TASK TO CARRY OUT:
Reproduce each of the entries below verbatim, line by line and without any alteration.

MATERIAL FOR THE TASK:

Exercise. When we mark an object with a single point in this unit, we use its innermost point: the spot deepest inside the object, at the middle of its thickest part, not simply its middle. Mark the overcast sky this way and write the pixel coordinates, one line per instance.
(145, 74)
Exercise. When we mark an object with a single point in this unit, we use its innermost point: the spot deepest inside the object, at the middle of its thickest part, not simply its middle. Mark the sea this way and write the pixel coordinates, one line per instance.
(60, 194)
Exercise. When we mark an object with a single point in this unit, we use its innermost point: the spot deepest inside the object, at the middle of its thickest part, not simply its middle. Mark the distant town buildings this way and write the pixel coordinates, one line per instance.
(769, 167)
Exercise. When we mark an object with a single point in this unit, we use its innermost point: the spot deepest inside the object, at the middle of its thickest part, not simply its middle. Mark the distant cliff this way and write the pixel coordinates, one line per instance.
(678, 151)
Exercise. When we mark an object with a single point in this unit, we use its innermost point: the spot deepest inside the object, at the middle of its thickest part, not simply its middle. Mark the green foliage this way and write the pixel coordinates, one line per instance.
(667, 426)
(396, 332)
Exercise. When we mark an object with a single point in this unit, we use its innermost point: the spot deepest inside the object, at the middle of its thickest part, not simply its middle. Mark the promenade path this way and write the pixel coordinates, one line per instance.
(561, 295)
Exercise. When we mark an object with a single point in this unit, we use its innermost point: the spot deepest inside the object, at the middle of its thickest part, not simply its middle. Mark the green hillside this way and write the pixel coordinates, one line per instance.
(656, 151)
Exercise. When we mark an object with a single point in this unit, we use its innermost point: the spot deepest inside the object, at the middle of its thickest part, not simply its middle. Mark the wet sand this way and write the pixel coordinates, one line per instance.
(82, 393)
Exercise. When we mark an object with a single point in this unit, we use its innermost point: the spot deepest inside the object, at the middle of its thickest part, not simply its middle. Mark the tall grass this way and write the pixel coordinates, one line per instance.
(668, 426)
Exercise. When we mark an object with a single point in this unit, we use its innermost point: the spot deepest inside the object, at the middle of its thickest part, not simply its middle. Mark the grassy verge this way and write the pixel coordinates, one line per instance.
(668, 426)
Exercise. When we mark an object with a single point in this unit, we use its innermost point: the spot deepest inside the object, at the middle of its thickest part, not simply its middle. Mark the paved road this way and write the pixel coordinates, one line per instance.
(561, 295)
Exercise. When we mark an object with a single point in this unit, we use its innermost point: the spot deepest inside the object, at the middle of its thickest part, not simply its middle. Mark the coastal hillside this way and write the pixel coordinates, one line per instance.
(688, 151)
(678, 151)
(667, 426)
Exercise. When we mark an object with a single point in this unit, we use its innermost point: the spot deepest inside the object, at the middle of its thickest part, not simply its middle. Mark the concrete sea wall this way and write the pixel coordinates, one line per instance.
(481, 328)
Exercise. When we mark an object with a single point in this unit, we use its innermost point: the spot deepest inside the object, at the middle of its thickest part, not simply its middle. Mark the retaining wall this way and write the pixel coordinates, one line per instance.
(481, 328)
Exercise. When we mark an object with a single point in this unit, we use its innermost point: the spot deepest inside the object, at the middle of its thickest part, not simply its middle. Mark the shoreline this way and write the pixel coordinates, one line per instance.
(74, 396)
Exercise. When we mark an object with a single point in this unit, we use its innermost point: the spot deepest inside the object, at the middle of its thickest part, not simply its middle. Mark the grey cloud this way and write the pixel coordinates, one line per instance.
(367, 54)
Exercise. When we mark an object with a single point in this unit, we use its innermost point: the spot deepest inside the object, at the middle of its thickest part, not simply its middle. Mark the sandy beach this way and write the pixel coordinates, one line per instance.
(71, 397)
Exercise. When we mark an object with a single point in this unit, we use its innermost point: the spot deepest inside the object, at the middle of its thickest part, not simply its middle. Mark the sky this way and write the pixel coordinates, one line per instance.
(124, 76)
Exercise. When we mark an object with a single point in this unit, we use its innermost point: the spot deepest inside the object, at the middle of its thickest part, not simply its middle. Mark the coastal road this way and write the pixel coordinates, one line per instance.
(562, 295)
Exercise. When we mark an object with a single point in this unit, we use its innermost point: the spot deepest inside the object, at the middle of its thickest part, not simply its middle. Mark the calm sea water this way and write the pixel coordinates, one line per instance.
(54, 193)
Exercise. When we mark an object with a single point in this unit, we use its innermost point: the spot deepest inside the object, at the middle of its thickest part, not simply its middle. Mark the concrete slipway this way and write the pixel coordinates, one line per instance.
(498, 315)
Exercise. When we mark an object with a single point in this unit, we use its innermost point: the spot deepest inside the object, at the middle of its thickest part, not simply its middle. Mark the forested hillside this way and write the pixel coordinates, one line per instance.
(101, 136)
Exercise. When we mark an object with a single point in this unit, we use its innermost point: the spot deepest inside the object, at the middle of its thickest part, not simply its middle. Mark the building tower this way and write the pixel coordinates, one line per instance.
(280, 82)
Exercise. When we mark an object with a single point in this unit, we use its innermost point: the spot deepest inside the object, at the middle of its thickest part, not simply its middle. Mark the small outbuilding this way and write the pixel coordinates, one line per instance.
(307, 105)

ANSWER BELOW:
Exercise. When we mark an object with a single point in this unit, we use its innermost point: the spot deepest inside the object, at the middle of its thickest part, not simply its middle. Mark the overcast sky this way and write the pixel coordinates, one line per instance.
(145, 74)
Exercise. When we mark an object with a single point in this unit, we use its innermost point: the spot deepest inside the object, at the middle of its thickest part, not simply its middle. Mark the sea this way and write the pixel coordinates, one line per instance.
(60, 194)
Exercise. When we mark an object with a single point in this unit, we use its innermost point: the spot deepest inside the object, at the middle of its thickest part, not simply its middle. Mark the distant town buildings this way and write the pixel coordinates, one line per instance.
(769, 167)
Exercise. When we mark an object with a single point in this unit, we use its innermost point: the spot deepest inside the object, at the middle of its thickest part, not simply its middle. Mark the distant cliff this way and write the pixel coordinates, one line per instance.
(678, 151)
Exercise. When we mark an object with a single point in this unit, we use its innermost point: the spot deepest inside the object, at the middle of its thickest part, not simply its middle. Mark the green foliage this way and write the pixel coordinates, one line per instance.
(667, 426)
(396, 332)
Exercise. When we mark an object with a single point in this unit, we use its innermost point: the spot deepest inside the object, at the middle of its thickest part, not simply its middle. Mark the promenade path this way and write the pixel coordinates, one line per instance.
(561, 295)
Exercise. When we mark an object with a single point in this unit, we use its innermost point: the spot deepest inside the object, at the middle of its thickest part, not simply its middle. Mark the green hillside this way and write the pixel coordinates, one line per instance.
(656, 151)
Exercise. When we mark an object with a single point in this unit, we use its innermost point: the spot deepest inside the object, at the middle of its thickest part, not simply its middle. Mark the wet sand this way and write the pixel coordinates, one line per instance.
(82, 393)
Exercise. When we mark an object with a single point in this unit, we use its innermost point: the spot deepest inside the object, at the middle of its thickest part, not simply its middle. Mark the tall grass this way and write the pixel coordinates, one line per instance.
(668, 426)
Exercise. When we mark an object with a single point in this unit, we use its innermost point: the spot deepest inside the object, at the middle of its thickest part, not simply its middle. Mark the grassy verge this way and write the pixel coordinates, one line per instance.
(668, 426)
Exercise. When we mark an object with a single point in this unit, we use its innermost point: the spot deepest inside the object, at the middle of its thickest part, not simply its middle. Mark the paved road this way and write the pixel coordinates, one line per instance.
(561, 295)
Exercise. When we mark an object with a single point in this unit, we use its innermost point: the spot deepest inside the object, at the middle of its thickest part, not simply its middle. Mark the coastal hillside this way and write the pixel coordinates, one line per instance.
(688, 151)
(678, 151)
(667, 426)
Exercise. When we mark an object with a single point in this unit, we use its innermost point: the spot deepest inside the object, at the middle of its thickest part, not simply its middle. Mark the concrete sea wall this way and write the pixel coordinates, one line per instance.
(481, 328)
Exercise. When we mark an object with a single point in this unit, we use its innermost point: the spot deepest inside the object, at the middle of its thickest part, not simply its middle. Mark the retaining wall this way and write the pixel coordinates, one line per instance.
(481, 328)
Exercise. When we mark an object with a single point in this unit, we use its innermost point: the spot deepest inside the object, at the middle of its thickest part, not simply its middle. Mark the shoreline this way and write the pixel coordinates, one line per instance.
(74, 396)
Exercise. When we mark an object with a single point in this unit, we use its innermost point: the spot deepest inside the object, at the middle of its thickest part, not simply its middle. Mark the grey cloud this way and write the pixel coordinates, one line per instance.
(367, 54)
Exercise. When we mark an object with a single point in this unit, we use its innermost point: the spot deepest inside the object, at the middle of its thickest part, not simply its middle. Mark the sandy beach this way and write the pixel coordinates, one line per instance.
(71, 397)
Exercise. When we mark an object with a single point in this unit, we use its innermost point: the spot deepest inside the object, at the middle of its thickest part, not simply its middle. Mark the sky this way and write the pixel coordinates, one line per instance.
(124, 76)
Exercise. When we mark an object with a single point in this unit, we use its innermost point: the spot deepest inside the object, at the middle of its thickest part, not simply its middle. Mark the coastal road this way and write the pixel coordinates, one line per instance.
(562, 295)
Exercise. When we mark an object with a single point in this unit, we use its innermost point: the spot deepest inside the object, at the middle of its thickest part, not simply its middle. Mark the calm sea water this way and write the pixel coordinates, one line per instance.
(54, 193)
Exercise. When we mark an object with a single point in this unit, we use its innermost point: the spot deepest inside the object, at the middle of its thickest part, not simply its middle. Mark the concrete slipway this way and write the pixel coordinates, one line per instance.
(498, 315)
Exercise. When we mark an object with a single point in this unit, we use its innermost point: the spot deepest inside the object, at the middle of its thickest part, not simply its middle. Mark the forested hillside this way and write the pixel coordinates, one line per instance.
(101, 136)
Exercise. When we mark an object with a single point in this unit, we use its innermost point: the spot deepest inside the object, at the middle of its thickest part, not simply its middle. Mark the building tower this way and write the pixel coordinates, one line per instance.
(280, 82)
Exercise. When we mark an object with a single point in this unit, we use its innermost point: the spot deepest inside the object, at the middle of its thickest part, not simply its middle. Mark the small outbuilding this way and write the pixel coordinates, one line per instance.
(307, 105)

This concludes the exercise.